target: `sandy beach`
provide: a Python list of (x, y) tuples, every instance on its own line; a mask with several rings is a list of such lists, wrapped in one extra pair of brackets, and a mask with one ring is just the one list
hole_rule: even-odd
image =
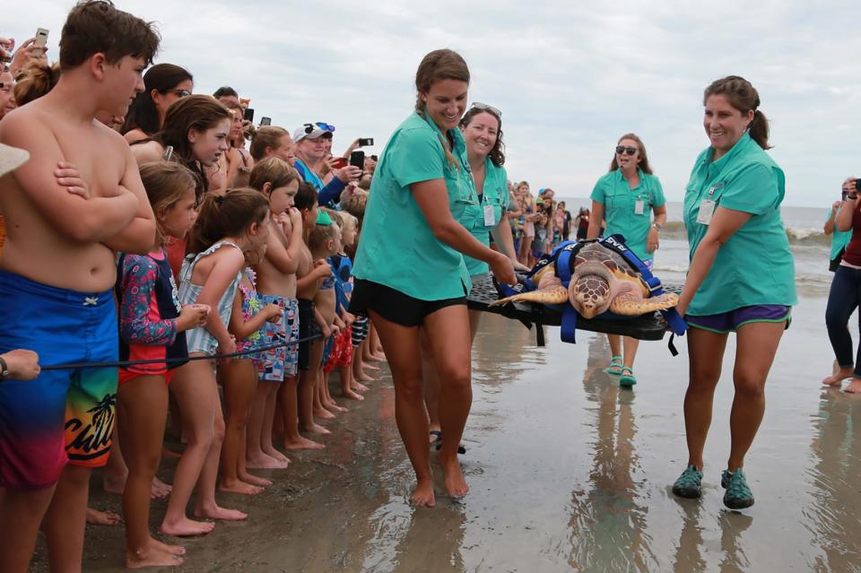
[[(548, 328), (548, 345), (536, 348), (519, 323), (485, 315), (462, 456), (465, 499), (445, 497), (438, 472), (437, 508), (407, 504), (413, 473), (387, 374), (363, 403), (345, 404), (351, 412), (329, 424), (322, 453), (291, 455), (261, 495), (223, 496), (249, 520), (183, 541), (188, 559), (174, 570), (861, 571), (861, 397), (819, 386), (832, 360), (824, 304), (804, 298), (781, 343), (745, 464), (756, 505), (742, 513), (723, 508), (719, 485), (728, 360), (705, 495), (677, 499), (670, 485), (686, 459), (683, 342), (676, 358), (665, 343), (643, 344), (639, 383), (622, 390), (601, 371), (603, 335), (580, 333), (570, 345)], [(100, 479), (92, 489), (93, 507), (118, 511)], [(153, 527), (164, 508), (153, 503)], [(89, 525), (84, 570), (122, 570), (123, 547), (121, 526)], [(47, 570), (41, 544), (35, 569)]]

* * *

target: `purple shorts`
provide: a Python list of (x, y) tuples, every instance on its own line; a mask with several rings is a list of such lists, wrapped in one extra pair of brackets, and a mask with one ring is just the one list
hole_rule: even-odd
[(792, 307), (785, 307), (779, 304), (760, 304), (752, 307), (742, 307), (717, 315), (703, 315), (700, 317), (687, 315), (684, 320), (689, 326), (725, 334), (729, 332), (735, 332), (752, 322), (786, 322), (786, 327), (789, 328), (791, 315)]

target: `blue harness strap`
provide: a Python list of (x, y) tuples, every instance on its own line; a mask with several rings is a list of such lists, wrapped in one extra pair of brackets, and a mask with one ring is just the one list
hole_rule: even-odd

* * *

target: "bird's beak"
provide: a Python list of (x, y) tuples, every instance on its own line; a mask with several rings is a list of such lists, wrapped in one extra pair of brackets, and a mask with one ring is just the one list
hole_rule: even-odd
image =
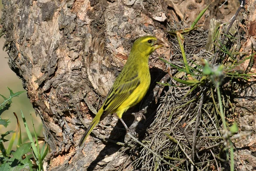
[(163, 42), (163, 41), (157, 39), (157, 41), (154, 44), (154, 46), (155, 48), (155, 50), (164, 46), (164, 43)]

TASK STATEMENT: Gather every line of the records above that contains the string "target", treating uppercase and lowercase as different.

WRITTEN RESPONSE:
target: `sandy beach`
target: `purple shorts`
target: `blue harness strap`
target: "bird's beak"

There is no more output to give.